## WHAT THIS EXERCISE ASKS
A. Check each statement against the agricultural news excerpt and answer yes or no for each, quoting the words of the excerpt that decide it: (i) The DARPA grant totals $US10.3 million over four years. (ii) In Africa, Fusarium TR4 is found in several provinces of Mozambique. (iii) Earlier campaigns against the banana disease had a global focus.
B. According to the agricultural news excerpt, which aflatoxin-producing molds were the double-defense peanut seeds exposed to?
C. Reproduce everything in the agricultural news excerpt from "(Iowa State University" down to "a continent-specific focus.", substituting "Panama wilt" for "Panama disease".

## EXCERPT PROVIDED
★ ★ ★ ★ ★ ★ ★
The concept works like this: The researchers would engineer viruses that would then be introduced to corn plants by aphids. As the viruses infect the corn plants, they activate genes in the corn that would help the plants fight stress brought on by drought or a range of other problems. The researchers say such a process could be deployed much faster than the use of traditional plant breeding to develop stress resistance.  

The grant funded by the Defense Advanced Research Projects Agency (DARPA)  totals $US10.3 million over four years and includes personnel at the Boyce Thompson Institute, Iowa State University, the University of Minnesota and the University of California, Davis.  The work is part of DARPA’s Insect Allies program, which seeks to ensure food security by developing quickly deployable alternatives to traditional responses to crop stress to safeguard food production.  

(Iowa State University News, 17 August 2017)
    Fears around containment of Fusarium TR4 in Africa and Asia    
    Tropical Race 4 of Panama disease (TR4 of Fusarium wilt) is spreading to new localities in Asia and the Middle East. It is feared to be just a matter of time before it spreads from northern Mozambique, where it is currently present, into other African countries. The first global campaign to address the banana disease has just been launched by the United Nations’ Food and Agriculture Organisation (FAO) and its partners. Previous campaigns aimed at the disease had a continent-specific focus.  

The first incidences of Fusarium TR4 in Laos and Vietnam have just been reported after being confined to Indonesia, Malaysia, the Philippines, mainland China and Taiwan for more than thirty years. Prof Altus Viljoen of Stellenbosch University and colleagues recently wrote in the Plant Disease journal: “Cavendish production is now being expanded in Asia to Laos, Myanmar and Vietnam, where local varieties still dominate the market. This is due to an increase in Cavendish banana consumption and a decline in areas of production caused by Foc [Fusarium oxysporum f. sp. cubense (Foc)] TR4 in China. The expansion of Cavendish production in Southeast Asia, however, has increased the risk of Foc TR4 being introduced into new countries.”  

In Africa, Fusarium TR4 only occurs in Nampula Province in the north of Mozambique, a relatively dry area, but plant pathologists regard it as a significant threat to the livelihoods of millions of people in East and Central Africa. There is great concern that it could spread both within Mozambique and to neighbouring countries, like South Africa.  


(Carolize Jansen, Fresh Plaza, 31 October 2017)
    Peanuts that keep aflatoxin at bay    
    Researchers from the International Crops Research Institute for the Semi-Arid Tropics (ICRISAT) have developed peanuts free from aflatoxins thanks to a double-defence line. By producing small proteins called defensins, these peanuts can stop the deadly fungus from propagating and infecting. At the same time, the peanut seeds also emit gene-silencing RNA molecules to help shut down the synthesis of aflatoxin by the fungus. When exposed to the aflatoxin-producing moulds Aspergillus flavus and A. parasiticus over three days, the double defence peanut seeds remain untouched, unlike the  green and mouldy petri plates of other tested groundnut varieties.
★ ★ ★ ★ ★ ★ ★
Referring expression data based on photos
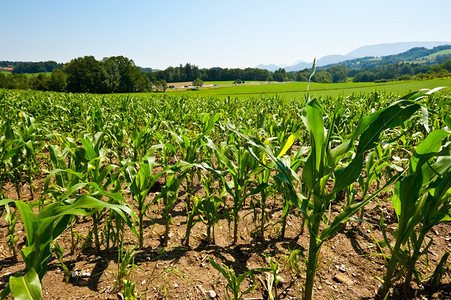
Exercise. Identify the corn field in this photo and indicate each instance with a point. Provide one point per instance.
(156, 176)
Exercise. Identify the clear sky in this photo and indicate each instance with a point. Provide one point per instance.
(231, 33)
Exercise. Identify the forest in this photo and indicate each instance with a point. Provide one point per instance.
(118, 74)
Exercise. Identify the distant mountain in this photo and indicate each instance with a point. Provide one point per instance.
(271, 67)
(418, 55)
(365, 51)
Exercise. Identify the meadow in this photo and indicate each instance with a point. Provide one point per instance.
(257, 191)
(298, 90)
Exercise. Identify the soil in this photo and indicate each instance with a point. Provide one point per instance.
(351, 264)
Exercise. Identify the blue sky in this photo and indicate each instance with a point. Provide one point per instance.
(229, 33)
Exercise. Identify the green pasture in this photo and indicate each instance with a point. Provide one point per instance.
(298, 90)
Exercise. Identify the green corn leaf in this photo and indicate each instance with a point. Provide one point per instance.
(287, 145)
(27, 287)
(431, 144)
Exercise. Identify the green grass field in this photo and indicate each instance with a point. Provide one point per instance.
(298, 90)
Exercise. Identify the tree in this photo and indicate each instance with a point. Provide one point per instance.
(161, 85)
(58, 81)
(86, 75)
(122, 76)
(198, 82)
(322, 77)
(339, 73)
★ ★ ★ ★ ★ ★ ★
## EXERCISE RESULTS
A.
(i) Yes: "totals $US10.3 million over four years"
(ii) No: "Fusarium TR4 only occurs in Nampula Province in the north of Mozambique"
(iii) No: "Previous campaigns aimed at the disease had a continent-specific focus."

B. Aspergillus flavus and A. parasiticus.

C.
(Iowa State University News, 17 August 2017)
    Fears around containment of Fusarium TR4 in Africa and Asia    
    Tropical Race 4 of Panama wilt (TR4 of Fusarium wilt) is spreading to new localities in Asia and the Middle East. It is feared to be just a matter of time before it spreads from northern Mozambique, where it is currently present, into other African countries. The first global campaign to address the banana disease has just been launched by the United Nations’ Food and Agriculture Organisation (FAO) and its partners. Previous campaigns aimed at the disease had a continent-specific focus.